(GIVEN EXERCISE) Count the lines in the material below that contain the word "neck". Give only the number.
>> start
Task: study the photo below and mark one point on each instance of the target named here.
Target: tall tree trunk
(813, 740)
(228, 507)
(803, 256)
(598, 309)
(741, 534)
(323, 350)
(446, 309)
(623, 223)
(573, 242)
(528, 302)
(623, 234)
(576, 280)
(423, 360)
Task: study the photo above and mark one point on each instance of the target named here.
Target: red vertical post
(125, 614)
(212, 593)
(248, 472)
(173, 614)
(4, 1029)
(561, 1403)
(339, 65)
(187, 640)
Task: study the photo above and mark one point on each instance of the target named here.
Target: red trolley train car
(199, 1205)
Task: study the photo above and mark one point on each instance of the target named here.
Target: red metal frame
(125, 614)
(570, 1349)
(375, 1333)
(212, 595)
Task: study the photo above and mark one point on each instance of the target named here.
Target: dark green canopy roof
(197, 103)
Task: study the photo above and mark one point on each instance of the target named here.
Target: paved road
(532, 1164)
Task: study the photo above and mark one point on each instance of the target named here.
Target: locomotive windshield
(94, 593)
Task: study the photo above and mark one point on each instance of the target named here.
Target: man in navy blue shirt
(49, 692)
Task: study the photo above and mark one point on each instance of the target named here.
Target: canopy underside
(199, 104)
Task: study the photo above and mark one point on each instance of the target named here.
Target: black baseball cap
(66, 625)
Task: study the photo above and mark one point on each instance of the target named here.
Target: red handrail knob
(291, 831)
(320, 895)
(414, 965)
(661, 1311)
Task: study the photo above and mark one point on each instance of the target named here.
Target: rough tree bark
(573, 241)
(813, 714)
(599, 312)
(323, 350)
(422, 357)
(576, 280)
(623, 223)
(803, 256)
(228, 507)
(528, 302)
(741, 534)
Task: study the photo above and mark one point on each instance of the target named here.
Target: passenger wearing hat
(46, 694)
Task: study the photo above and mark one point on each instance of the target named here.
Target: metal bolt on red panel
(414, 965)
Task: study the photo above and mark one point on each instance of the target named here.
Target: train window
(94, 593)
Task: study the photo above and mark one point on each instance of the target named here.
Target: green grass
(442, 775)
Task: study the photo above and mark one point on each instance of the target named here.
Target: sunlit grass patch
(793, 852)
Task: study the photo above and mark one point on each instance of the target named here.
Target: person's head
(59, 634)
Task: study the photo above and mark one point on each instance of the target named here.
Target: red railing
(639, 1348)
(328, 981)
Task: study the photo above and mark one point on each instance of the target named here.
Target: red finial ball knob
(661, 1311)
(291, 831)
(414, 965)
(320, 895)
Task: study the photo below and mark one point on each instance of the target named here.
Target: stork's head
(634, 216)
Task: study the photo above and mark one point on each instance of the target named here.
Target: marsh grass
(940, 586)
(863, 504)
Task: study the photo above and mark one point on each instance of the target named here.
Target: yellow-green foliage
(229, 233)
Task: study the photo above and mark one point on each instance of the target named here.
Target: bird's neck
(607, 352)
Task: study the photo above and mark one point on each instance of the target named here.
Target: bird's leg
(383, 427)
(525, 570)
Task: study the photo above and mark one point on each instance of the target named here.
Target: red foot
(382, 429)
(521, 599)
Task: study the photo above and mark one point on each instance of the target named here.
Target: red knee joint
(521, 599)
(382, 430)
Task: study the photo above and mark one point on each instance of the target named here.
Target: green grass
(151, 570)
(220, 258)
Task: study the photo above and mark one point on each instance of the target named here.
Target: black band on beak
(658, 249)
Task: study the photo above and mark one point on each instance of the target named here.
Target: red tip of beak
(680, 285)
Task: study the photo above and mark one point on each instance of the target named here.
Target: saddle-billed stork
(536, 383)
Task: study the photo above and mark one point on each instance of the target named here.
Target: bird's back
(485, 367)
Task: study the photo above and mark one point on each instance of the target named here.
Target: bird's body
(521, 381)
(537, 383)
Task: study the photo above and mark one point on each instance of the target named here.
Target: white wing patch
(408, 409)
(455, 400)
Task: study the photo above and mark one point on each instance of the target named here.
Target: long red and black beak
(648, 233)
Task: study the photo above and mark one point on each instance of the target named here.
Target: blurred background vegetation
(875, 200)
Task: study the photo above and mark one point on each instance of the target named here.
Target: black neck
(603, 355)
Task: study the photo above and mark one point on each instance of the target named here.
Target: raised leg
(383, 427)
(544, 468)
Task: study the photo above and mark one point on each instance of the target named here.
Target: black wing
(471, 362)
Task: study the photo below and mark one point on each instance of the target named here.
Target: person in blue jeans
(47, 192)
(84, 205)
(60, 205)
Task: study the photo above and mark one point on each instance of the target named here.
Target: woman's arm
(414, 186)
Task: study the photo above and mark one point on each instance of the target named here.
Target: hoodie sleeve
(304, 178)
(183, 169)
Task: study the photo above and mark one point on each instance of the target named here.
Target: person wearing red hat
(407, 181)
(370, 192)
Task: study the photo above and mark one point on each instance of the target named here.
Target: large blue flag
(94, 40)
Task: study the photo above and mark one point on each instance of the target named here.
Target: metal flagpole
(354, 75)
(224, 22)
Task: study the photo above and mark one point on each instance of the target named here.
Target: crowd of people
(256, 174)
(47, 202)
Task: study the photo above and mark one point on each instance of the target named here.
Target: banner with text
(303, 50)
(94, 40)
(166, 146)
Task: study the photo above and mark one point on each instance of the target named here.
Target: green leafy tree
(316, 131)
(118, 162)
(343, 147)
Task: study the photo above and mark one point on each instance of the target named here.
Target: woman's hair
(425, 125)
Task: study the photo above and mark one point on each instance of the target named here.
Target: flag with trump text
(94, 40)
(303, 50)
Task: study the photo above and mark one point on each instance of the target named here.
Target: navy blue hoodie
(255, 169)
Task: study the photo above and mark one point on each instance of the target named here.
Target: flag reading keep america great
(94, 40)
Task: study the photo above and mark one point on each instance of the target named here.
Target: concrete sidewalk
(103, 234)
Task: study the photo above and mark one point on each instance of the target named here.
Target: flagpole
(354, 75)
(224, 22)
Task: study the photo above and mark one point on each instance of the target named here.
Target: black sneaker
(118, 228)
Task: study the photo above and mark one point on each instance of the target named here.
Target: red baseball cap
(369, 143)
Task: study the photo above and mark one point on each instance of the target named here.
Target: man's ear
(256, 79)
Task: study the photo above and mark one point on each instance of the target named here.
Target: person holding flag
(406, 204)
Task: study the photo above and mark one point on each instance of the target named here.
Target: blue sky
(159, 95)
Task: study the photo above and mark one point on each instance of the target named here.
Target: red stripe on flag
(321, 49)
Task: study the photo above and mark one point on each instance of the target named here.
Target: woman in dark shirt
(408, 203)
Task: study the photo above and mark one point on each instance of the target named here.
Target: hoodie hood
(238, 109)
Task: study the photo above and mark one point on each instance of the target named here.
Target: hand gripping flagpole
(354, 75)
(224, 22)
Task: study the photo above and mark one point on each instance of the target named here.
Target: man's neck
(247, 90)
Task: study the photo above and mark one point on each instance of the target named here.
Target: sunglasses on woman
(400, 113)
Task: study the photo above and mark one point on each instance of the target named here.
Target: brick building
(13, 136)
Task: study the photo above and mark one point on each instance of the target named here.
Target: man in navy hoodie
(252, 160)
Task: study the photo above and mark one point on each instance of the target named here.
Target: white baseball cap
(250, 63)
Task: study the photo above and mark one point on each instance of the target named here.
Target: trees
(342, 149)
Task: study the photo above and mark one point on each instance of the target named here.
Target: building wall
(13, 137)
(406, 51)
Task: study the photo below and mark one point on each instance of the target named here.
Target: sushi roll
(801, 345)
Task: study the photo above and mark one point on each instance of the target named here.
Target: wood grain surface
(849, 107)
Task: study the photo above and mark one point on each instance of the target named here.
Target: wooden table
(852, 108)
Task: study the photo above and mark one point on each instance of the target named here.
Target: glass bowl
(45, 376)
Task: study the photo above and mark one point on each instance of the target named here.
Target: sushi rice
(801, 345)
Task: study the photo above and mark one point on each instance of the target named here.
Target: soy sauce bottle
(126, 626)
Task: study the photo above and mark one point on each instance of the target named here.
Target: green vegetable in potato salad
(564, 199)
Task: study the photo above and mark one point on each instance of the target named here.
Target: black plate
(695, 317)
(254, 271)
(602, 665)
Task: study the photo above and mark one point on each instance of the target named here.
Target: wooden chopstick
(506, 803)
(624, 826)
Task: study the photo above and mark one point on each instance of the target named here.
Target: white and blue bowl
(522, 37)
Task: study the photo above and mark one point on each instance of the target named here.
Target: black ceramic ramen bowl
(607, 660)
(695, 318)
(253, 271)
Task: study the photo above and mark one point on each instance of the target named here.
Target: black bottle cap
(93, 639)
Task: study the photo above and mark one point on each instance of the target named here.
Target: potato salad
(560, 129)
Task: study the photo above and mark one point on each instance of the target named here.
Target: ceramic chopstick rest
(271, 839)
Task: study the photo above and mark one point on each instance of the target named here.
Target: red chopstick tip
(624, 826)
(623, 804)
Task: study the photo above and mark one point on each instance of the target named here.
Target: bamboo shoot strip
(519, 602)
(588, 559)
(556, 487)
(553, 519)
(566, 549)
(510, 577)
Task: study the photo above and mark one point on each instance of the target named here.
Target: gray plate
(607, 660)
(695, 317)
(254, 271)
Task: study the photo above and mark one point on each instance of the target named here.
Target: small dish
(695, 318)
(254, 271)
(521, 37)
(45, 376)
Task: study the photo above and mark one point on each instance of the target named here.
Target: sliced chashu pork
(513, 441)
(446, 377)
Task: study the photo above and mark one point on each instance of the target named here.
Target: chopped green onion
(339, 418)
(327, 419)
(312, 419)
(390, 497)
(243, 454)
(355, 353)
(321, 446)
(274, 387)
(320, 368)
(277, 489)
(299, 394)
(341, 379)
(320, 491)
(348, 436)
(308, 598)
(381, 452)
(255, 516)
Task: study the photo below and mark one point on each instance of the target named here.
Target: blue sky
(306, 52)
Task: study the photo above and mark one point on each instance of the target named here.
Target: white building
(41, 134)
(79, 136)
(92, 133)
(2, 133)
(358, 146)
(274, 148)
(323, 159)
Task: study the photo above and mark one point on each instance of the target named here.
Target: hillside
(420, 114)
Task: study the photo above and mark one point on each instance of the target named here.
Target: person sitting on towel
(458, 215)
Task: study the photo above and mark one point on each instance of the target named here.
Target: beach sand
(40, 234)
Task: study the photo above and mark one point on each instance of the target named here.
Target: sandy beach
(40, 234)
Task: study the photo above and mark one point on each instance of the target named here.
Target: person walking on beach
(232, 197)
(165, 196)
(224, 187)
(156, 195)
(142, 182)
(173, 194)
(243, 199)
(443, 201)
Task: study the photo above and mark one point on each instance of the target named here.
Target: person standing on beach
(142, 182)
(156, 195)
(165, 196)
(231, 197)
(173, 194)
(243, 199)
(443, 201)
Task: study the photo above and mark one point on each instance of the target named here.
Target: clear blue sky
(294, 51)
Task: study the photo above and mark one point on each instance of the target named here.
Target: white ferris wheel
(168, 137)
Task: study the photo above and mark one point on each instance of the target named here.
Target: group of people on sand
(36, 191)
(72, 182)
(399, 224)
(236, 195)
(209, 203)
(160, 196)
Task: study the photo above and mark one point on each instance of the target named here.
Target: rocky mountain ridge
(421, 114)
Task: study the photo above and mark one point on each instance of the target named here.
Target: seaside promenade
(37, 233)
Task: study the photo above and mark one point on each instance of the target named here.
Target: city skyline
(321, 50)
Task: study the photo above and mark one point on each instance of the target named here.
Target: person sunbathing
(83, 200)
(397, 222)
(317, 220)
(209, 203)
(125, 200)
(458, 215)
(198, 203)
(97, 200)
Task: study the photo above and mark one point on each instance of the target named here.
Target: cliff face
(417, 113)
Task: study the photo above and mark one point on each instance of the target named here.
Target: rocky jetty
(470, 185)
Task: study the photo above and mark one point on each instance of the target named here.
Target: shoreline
>> end
(ANSWER TO THIS TASK) 3